Entries for pointing and labeling

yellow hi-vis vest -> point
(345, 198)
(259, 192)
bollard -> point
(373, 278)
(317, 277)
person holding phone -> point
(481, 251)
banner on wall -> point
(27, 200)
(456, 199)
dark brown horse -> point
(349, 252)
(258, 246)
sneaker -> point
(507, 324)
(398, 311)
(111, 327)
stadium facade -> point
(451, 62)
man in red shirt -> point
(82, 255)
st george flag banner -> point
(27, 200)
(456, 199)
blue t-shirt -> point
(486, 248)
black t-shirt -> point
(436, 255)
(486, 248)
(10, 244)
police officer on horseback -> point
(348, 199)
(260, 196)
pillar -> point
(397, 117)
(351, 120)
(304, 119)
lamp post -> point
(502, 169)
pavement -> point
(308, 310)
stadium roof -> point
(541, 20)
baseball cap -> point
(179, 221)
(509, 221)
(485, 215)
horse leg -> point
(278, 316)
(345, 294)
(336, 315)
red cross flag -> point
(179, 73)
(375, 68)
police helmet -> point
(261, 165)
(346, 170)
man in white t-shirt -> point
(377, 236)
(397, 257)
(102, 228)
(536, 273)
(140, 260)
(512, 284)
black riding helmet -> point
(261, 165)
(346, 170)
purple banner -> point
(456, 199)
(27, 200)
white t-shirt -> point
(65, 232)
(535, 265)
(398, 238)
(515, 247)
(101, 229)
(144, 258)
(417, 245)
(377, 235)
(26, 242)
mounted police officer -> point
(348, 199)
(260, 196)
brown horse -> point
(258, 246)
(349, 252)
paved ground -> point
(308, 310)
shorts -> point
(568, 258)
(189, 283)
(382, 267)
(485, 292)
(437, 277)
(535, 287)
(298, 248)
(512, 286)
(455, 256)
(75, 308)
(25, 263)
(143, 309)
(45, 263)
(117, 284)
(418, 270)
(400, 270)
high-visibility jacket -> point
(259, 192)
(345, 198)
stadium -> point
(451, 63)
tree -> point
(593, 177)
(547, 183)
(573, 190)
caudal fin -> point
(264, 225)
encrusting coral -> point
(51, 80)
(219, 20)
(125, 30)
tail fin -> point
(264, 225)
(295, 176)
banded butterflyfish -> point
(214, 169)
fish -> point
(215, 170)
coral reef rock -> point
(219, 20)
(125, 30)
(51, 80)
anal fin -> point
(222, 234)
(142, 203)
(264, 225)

### Directions
Could you output every one of the records above again, line for line and unchanged?

### Solution to the problem
yellow hi-vis vest -> point
(345, 198)
(259, 192)
bollard -> point
(373, 278)
(317, 277)
person holding phone -> point
(481, 251)
banner on wall -> point
(27, 200)
(456, 199)
dark brown horse -> point
(349, 252)
(258, 246)
sneaker -> point
(507, 324)
(398, 311)
(111, 327)
stadium facade -> point
(451, 62)
man in red shirt -> point
(82, 255)
st george flag banner -> point
(27, 200)
(456, 199)
blue t-shirt -> point
(486, 248)
black t-shirt -> point
(436, 255)
(486, 248)
(10, 244)
police officer on horseback -> point
(348, 199)
(260, 196)
pillar -> point
(397, 117)
(351, 120)
(304, 119)
lamp post -> point
(502, 169)
pavement -> point
(308, 310)
stadium roof -> point
(541, 20)
baseball cap -> point
(179, 221)
(509, 221)
(485, 215)
horse leg -> point
(278, 316)
(345, 294)
(336, 315)
red cross flag -> point
(179, 73)
(375, 68)
police helmet -> point
(261, 165)
(346, 170)
man in white t-shirt -> point
(377, 236)
(397, 257)
(102, 228)
(536, 273)
(140, 260)
(512, 284)
black riding helmet -> point
(261, 165)
(346, 170)
purple banner -> point
(456, 199)
(27, 200)
white t-shirt -> point
(65, 232)
(535, 265)
(398, 238)
(515, 247)
(101, 229)
(144, 258)
(417, 245)
(377, 235)
(26, 242)
mounted police officer -> point
(348, 199)
(260, 196)
brown horse -> point
(258, 246)
(349, 252)
paved ground -> point
(308, 310)
shorts -> point
(568, 258)
(189, 283)
(382, 267)
(485, 292)
(437, 277)
(535, 287)
(298, 248)
(512, 286)
(455, 256)
(75, 308)
(25, 263)
(143, 309)
(45, 263)
(117, 284)
(418, 270)
(400, 270)
high-visibility jacket -> point
(259, 192)
(345, 198)
stadium -> point
(451, 63)
tree -> point
(593, 177)
(547, 183)
(573, 190)
caudal fin -> point
(264, 225)
encrusting coral -> point
(51, 80)
(219, 20)
(125, 30)
tail fin -> point
(264, 225)
(295, 176)
banded butterflyfish -> point
(214, 169)
fish -> point
(215, 170)
coral reef rock -> point
(219, 20)
(125, 30)
(51, 80)
anal fin -> point
(222, 234)
(142, 203)
(264, 225)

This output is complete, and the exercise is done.